LESETEXT:
Weiter über die Piazzetta hin zur Uferpromenade (wie es in Venedig Sitte ist, nicht zwischen den beiden Säulen durchgegangen, da dort der Hinrichtungsplatz für die zum Tode Verurteilten war – man kann ja nie wissen…), Verschnaufpause in den kleinen Giardini Ex-Reali, eine der wenigen grünen Oasen in diesem Stadtbild aus Stein und Wasser. Am Ufer entlang, vorbei an Ständen mit Masken und Bildern von Venedig, die langsam eingepackt werden. Interessant, wie handlich die kleinen Carelli sind, mit Schubladen in denen die Aquarelle oder Zeichnungen verstaut werden und der Verkaufstisch oder die Stellage abgeklappt und festgezurrt wird, so dass nur ein kleiner Rollkasten übrig bleibt. Es ist frisch geworden, die Sonne geht langsam unter, der Himmel färbt sich rosa. Wunderschönes Spiel von Schatten und Licht.

AUFGABE:
Fasse den Text über den Spaziergang durch Venedig in zwei Sätzen zusammen.

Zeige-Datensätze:
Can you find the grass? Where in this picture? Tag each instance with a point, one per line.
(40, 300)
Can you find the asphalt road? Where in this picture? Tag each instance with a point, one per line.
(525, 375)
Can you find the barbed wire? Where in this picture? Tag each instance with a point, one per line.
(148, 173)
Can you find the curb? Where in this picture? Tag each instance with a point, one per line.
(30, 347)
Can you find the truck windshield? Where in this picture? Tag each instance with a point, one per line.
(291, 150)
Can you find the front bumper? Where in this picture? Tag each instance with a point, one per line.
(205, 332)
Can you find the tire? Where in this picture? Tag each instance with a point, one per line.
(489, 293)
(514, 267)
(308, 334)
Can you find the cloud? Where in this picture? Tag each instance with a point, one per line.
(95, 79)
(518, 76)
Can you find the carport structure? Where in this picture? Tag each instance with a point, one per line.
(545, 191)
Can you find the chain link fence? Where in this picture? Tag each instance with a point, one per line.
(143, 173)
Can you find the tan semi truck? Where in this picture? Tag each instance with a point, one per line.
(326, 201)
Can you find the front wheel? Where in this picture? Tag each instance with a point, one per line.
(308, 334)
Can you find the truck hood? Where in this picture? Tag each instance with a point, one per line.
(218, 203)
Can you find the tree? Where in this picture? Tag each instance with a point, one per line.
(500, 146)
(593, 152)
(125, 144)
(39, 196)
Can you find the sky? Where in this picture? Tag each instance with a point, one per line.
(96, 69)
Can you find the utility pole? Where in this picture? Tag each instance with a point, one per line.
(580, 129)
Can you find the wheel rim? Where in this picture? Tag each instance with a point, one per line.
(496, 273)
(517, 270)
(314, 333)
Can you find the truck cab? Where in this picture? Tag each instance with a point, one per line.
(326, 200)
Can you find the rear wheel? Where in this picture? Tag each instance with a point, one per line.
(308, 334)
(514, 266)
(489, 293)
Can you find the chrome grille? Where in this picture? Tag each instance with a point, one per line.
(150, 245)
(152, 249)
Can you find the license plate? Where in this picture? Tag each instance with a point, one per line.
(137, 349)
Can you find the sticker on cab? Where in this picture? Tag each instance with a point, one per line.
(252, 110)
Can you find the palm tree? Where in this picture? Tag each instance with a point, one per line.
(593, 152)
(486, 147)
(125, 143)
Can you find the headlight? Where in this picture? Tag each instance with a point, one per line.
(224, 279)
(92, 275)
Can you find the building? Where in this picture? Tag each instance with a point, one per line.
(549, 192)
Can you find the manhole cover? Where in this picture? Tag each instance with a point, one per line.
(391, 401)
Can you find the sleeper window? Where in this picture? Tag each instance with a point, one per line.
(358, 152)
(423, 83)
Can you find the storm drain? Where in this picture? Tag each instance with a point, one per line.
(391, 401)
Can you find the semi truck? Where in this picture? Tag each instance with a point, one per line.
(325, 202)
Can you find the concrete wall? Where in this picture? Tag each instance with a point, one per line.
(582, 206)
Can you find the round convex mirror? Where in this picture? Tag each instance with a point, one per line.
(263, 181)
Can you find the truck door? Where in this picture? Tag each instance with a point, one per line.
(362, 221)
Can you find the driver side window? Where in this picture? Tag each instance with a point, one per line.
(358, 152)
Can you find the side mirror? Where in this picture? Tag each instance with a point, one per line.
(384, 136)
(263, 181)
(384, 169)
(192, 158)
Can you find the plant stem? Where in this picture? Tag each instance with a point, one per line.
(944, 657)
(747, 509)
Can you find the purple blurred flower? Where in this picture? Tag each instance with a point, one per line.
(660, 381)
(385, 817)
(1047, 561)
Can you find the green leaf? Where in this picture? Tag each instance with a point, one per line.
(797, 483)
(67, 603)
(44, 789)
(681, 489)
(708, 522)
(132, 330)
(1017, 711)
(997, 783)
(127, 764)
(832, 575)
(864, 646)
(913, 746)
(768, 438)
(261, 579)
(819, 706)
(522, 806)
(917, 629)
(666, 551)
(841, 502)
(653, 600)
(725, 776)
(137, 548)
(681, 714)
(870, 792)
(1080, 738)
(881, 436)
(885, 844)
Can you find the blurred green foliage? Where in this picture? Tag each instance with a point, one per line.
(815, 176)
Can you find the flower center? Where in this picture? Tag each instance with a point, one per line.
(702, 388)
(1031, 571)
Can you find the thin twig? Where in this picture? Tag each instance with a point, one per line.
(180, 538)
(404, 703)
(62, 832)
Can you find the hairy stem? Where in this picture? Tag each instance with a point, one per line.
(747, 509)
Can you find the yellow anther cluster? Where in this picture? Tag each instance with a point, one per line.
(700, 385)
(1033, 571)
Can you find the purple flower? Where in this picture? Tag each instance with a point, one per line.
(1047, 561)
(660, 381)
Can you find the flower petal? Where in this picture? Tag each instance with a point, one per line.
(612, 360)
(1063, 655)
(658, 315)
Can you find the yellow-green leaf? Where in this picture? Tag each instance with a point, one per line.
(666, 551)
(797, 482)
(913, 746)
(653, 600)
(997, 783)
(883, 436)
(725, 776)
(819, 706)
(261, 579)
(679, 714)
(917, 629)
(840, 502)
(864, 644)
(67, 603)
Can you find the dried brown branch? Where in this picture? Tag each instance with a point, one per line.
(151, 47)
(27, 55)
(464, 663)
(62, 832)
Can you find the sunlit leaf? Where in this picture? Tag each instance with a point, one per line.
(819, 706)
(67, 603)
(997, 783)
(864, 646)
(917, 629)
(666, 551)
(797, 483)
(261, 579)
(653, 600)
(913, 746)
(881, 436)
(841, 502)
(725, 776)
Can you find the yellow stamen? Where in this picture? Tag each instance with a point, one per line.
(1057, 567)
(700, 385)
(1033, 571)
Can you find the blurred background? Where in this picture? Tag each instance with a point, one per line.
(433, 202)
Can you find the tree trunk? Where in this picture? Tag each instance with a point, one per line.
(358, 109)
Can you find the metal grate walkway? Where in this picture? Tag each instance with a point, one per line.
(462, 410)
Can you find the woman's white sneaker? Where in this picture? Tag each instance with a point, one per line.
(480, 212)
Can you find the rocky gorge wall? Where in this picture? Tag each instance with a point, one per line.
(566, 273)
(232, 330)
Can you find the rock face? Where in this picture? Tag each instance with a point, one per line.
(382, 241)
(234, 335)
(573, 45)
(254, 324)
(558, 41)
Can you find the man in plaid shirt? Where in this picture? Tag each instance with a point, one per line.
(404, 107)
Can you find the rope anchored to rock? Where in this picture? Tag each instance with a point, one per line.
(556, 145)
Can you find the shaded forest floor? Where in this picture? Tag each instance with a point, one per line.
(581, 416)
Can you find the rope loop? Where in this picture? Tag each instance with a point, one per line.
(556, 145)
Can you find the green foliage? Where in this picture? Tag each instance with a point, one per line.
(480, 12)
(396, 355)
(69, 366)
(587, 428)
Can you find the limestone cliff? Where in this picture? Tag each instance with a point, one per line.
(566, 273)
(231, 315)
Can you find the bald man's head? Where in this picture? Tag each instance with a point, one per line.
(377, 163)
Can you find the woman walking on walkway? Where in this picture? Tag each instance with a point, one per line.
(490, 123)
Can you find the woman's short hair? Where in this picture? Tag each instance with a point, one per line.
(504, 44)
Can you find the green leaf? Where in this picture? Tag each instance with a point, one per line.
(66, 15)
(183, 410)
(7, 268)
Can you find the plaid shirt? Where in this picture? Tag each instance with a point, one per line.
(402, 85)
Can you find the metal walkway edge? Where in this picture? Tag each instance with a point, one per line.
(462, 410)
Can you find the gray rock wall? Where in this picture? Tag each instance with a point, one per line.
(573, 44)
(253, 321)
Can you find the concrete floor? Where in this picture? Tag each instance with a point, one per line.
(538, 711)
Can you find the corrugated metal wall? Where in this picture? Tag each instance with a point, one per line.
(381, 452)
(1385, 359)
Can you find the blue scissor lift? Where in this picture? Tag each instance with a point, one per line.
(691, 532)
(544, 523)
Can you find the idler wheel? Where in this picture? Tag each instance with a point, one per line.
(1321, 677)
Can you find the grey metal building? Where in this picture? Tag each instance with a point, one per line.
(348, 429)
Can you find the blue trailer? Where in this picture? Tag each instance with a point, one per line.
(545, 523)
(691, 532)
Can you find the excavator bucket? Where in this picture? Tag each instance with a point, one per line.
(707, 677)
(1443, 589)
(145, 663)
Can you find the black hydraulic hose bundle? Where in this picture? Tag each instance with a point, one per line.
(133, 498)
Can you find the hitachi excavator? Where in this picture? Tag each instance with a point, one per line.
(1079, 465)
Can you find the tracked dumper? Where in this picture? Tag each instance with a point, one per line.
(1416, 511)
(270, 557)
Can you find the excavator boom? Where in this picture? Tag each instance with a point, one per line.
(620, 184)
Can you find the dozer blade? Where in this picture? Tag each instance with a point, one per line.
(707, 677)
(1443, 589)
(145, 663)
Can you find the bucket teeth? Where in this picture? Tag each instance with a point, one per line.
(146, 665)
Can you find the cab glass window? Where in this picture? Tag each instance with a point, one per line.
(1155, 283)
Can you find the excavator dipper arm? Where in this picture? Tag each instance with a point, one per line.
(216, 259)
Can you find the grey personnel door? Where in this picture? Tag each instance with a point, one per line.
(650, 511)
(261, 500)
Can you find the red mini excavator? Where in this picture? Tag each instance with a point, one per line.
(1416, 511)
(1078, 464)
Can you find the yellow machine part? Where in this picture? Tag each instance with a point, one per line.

LÖSUNG:
Der Weg führt über die Piazzetta, wobei man nicht zwischen den beiden Säulen hindurchgeht, weil dort früher der Hinrichtungsplatz war. Er führt weiter zu einer Verschnaufpause in den Giardini Ex-Reali und dann am Ufer entlang, wo Stände mit Masken und Venedig-Bildern eingepackt und die handlichen Carelli zu kleinen Rollkästen zusammengeklappt werden, während es frisch wird, die Sonne untergeht und sich der Himmel rosa färbt.